● **Exercise passage**
========
# I'm so confused - maybe it's me?



## Struggling4ever (Jan 9, 2012)

If anyone's familiar with my story.... I caught my wife in an ongoing PA with my supposed BF 11 years ago. We got bad advice from a therapist...we buried it (rugswept) and moved on. She moved on better than I, and she seemed to be good with our marriage and greatful to have been given a second chance. For 11 years she has been there for me and for 11 years I have had every kind of trigger and mind movie imaginable and I kept silent (my mistake). He has the same name as me so it's even affected me in bed. Songs, people, my name, motorcycles, even foods and drinks he liked are all triggers. I would be lying if I said it's been all bad, quite the opposite, we've had many great times but he has always been lurking right there in my head. 

My wife thought I was having an EA and accused me and that's when I finally was honest with her about how it has hurt me and literally changed who I am as a person. I had to tell her why I was really pulling away and it wasn't because of any friend that I had. Since bringing it out it is like I am finally seeing everything clearly and wonder how I accepted this and tried so hard to move on in the first place. It really upset me that after such a betrayal, that I gave her trust for all these years, and yet the first time she felt uncomfortable about something, she felt she could not trust me? 

So I am troubled...A memory of a very horrid affair right under my nose is there, and then I have a memory of the past 11 years since where she has for the most part just tried to show me how much she loves me. I am thankful that this out in the open no matter what brought it all out. I feel better!

My problem is, although my wife still loves and enjoys sex with me, I actually have somewhat avoided it and had "performance problems" for years. The first time was pre D-day when she was being openly flirtatious with my financially well off - so called friend and enjoying the attention, while I was struggling with a new business and somehow felt like less of a man. I know my thought process is different now as lovemaking used to be about me making her feel good and in turn I got off, and now it's become a "release" and something I just try to get through. So maybe with my issues, I did contribute to pushing her away, but it doesn't excuse any affair..

We have been sleeping seperately and although she sleeps with a picture of us and is sad about all of this...I am actually okay? I even look at other women and think about maybe being with someone new, and although I know everyone has problems, I would be lying if I said it doesn't interest me. I am 52 and I don't want to be 62 and say I should have left 10 years ago. But I've only been with 2 women in my life and although my wife talks about how great I am, after the "performance issues" I have had I also don't know if I could be with anyone else...my thought process and head are just too screwed up from 11 years of triggers.

I know if I stay it should not be because I feel bad, or I'm settling, or because it's the right thing to do, or I want to take care of her. It should be because I have a passion and can't live without her! Or maybe no one has that passion and drive after 30 years and this is all a late "mid-life crisis" and I need to suck it up and be thankful that I have a wife that loves me? I just think we both deserve better? And I just don't want to have to think about him with her anymore....


----------



## DanF (Sep 27, 2010)

I think that the two of you need to revisit the affair.
Let her know exactly what bothers you and how. She needs to answer all of the questions that you have.
For you, this is still going on because you haven't had the answers, the apology, or whatever you need to move on.


----------



## bandit.45 (Feb 8, 2012)

My feeling is you never got to fully grieve the affair. 

I think you two need a long separation of several months to a year. Like I said in one of the other posts, she is your trigger and as long as you are around her you will never get the thoughts out of your head. Promise you will both stay celibate and true to each other during that time: no dating or sleeping around with others. You need to learn to be alone, by yourself again and your wife needs to do the same.
========
● **Assigned task A**
Translate this sentence from the forum thread into Spanish: "I think that the two of you need to revisit the affair."
● **Assigned task B**
Answer these questions using the forum thread.
(i) How many years ago did the first poster catch his wife in the affair?
(ii) What age does the first poster give for himself?
(iii) How long a separation does bandit.45 suggest?
● **Assigned task C**
Continue the forum thread about the affair from the point where it stops.
========
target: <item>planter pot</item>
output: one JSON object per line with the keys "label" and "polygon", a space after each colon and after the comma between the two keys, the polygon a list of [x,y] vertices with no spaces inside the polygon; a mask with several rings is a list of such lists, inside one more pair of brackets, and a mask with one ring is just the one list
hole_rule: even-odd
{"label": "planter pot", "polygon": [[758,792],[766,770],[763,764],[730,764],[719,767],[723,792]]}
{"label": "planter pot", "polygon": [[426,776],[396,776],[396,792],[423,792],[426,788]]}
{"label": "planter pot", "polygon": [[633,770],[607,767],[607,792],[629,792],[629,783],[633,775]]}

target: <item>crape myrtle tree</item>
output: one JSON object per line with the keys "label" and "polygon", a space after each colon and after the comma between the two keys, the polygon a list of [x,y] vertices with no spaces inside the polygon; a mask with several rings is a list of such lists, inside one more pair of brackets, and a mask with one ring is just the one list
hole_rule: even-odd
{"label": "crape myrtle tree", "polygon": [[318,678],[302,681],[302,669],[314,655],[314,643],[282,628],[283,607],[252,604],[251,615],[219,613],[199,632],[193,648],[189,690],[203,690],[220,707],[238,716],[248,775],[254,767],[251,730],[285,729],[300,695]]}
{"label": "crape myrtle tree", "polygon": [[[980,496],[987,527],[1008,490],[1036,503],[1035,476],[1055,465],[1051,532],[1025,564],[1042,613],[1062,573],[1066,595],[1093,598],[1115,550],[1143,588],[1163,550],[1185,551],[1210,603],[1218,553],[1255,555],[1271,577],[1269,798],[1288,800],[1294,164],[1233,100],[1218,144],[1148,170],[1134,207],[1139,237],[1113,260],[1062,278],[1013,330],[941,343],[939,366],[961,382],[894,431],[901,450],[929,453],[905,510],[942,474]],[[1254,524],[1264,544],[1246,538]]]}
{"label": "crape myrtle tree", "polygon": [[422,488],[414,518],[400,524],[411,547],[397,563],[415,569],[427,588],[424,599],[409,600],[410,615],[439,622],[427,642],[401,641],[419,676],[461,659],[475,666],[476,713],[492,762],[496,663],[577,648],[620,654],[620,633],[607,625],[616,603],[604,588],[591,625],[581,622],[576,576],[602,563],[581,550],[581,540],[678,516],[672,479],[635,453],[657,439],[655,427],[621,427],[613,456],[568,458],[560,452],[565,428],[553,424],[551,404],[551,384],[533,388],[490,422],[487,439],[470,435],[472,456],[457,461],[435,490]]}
========
● **Written reply A**
Creo que ustedes dos necesitan retomar el tema de la aventura.

● **Written reply B**
(i) 11 years ago
(ii) 52
(iii) Several months to a year

● **Written reply C**
Then maybe after that time you can come together and see where your feelings are. I think this would be a better alternative than divorce for now.


----------



## Struggling4ever (Jan 9, 2012)

bandit.45 said:


> My feeling is you never got to fully grieve the affair.
> 
> I think you two need a long separation of several months to a year. Like I said in one of the other posts, she is your trigger and as long as you are around her you will never get the thoughts out of your head. Promise you will both stay celibate and true to each other during that time: no dating or sleeping around with others. You need to learn to be alone, by yourself again and your wife needs to do the same.
> 
> Then maybe after that time you can come together and see where your feelings are. I think this would be a better alternative than divorce for now.


That's part of my problem. I sometimes feel that we would both be better with someone else. Her with someone that gives her all of the love and respect she deserves, and me with a clean start and new memories. Sure I can make new memories with my wife, we've made plenty, but the old ones will always be there...sometimes I think the cut is just too deep?

I also feel at some point I might want to date others...not to get laid (at least initially), just to meet other people and help me move on from all this? I know that would not be good for R, but I'm actually being honest with myself and others for the first time in my life. I have always been passive-aggresive and let myself get walked on...no more, I say what I have to say. 

I also feel at some point if i did "hook up" with someone else, it would take care of 2 things....1 my issue with performance (because I know from morning wake ups that everything functions fine). I don't have issues everytime but I believe it's because of what happened. Maybe it is all me, but only 1 way to find out? The other is sometimes I feel that if I did, we'd be even....I know, not a good idea, just saying where my heads at (honesty).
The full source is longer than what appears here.